**Task description:**
Copy the passage in the post on serving ComfyUI starting at "Check out our" and ending at "to a volume.", substituting "source image" for "input image".

**Text to read:**
· · · ·
Prototyping with ComfyUI is fun and easy, but there isn’t a lot of guidance today on how to “productionize” your workflow, or serve it as part of a larger application. In this blog post, I’m going to show you how you can use Modal to manage your ComfyUI development process from prototype to production as a scalable API endpoint.

Example: Serve ComfyUI inpainting as an API endpoint

Check out our ComfyUI API example, which stands up a web endpoint that takes a prompt and input image via http request, runs the ComfyUI inpainting example, and writes the generated image to a volume.

ComfyUI inpainting workflow screenshot

Source: https://github.com/comfyanonymous/ComfyUI_examples/tree/master/inpaint

To run this example, first sign up for an account and clone our examples repo. To stand up the web endpoint, run:

> cd 06_gpu_and_ml && modal serve comfyui.workflow_api

Then, pass a prompt and input image via HTTP. This triggers a ComfyUI workflow run and saves the generated image to a volume:

> curl 'https://<your-workspace-name>--example-comfy-python-api-serve-workflow-dev.modal.run' \
  -X POST \
  -H 'Content-Type: application/json' \
  -d '{"prompt": "white heron", "image": "https://raw.githubusercontent.com/comfyanonymous/ComfyUI_examples/master/inpaint/yosemite_inpaint_example.png"}'

Image saved at volume comfyui-images!
· · · ·
Records from a collection
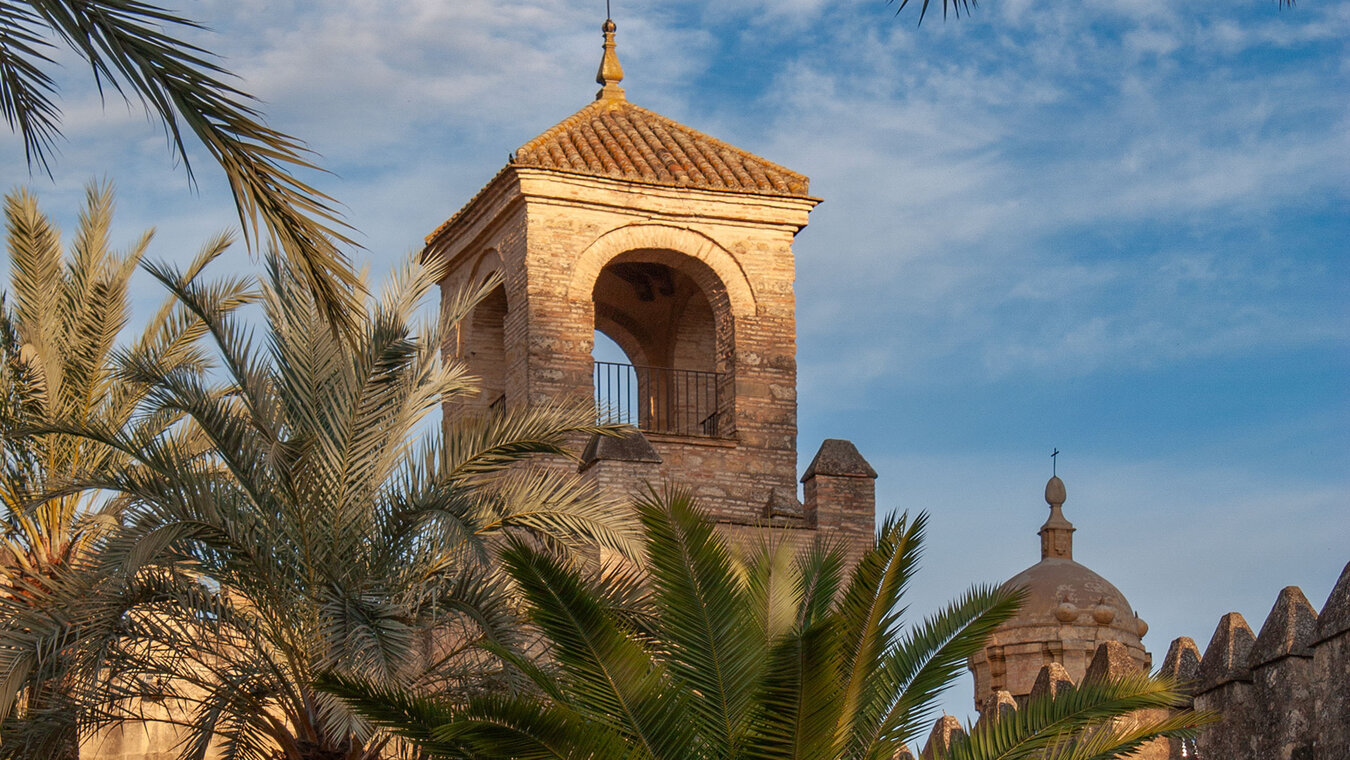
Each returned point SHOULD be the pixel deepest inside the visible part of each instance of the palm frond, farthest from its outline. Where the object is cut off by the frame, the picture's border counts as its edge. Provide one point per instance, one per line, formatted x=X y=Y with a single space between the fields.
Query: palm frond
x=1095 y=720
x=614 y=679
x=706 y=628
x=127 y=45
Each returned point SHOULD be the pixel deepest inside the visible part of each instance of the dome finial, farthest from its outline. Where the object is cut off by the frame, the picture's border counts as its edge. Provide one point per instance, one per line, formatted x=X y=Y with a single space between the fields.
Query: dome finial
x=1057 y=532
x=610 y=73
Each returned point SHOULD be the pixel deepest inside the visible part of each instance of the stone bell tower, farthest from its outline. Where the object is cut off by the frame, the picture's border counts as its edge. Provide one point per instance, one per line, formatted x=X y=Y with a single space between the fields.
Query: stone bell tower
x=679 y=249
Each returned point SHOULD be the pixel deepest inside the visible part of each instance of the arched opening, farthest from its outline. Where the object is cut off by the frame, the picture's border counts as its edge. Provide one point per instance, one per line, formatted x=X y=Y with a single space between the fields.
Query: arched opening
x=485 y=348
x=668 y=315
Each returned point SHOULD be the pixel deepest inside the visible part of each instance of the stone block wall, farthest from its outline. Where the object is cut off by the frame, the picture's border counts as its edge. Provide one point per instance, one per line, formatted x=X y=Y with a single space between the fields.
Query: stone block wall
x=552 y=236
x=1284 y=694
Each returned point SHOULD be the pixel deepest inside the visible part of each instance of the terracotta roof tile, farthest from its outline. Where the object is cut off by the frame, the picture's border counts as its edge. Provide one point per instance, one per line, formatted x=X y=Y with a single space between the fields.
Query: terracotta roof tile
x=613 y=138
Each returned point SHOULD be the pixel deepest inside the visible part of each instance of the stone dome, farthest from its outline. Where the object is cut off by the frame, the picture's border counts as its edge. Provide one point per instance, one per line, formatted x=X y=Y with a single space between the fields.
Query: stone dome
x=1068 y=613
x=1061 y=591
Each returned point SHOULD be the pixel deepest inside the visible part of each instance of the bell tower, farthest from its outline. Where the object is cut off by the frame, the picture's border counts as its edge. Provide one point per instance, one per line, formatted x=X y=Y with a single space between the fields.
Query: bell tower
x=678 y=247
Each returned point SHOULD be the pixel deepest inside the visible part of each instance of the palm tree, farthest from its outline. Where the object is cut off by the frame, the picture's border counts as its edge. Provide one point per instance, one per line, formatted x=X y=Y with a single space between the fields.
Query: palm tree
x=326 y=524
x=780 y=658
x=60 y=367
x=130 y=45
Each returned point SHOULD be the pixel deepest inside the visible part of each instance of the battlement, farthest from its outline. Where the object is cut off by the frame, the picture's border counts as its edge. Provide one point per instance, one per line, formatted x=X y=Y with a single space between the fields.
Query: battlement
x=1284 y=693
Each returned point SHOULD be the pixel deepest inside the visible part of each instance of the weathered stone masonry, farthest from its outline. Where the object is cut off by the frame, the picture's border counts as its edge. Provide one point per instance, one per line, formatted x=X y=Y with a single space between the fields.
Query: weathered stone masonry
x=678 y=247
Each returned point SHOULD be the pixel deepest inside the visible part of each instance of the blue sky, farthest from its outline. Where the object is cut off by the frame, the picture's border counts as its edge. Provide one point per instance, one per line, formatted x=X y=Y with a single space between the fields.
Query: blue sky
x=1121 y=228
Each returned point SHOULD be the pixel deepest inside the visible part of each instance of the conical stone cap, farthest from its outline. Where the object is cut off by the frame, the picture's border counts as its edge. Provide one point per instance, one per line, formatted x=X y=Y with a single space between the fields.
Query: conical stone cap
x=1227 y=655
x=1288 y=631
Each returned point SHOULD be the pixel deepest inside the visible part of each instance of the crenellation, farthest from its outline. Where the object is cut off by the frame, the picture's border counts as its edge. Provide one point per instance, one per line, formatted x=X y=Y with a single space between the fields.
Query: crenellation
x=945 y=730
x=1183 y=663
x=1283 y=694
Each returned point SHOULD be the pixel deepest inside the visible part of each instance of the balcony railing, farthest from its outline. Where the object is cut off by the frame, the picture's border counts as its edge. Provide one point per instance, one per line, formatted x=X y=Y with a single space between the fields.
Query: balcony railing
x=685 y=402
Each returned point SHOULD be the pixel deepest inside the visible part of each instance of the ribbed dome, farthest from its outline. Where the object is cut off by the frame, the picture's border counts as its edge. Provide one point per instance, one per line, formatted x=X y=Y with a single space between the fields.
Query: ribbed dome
· · · ·
**Reply:**
Check out our ComfyUI API example, which stands up a web endpoint that takes a prompt and source image via http request, runs the ComfyUI inpainting example, and writes the generated image to a volume.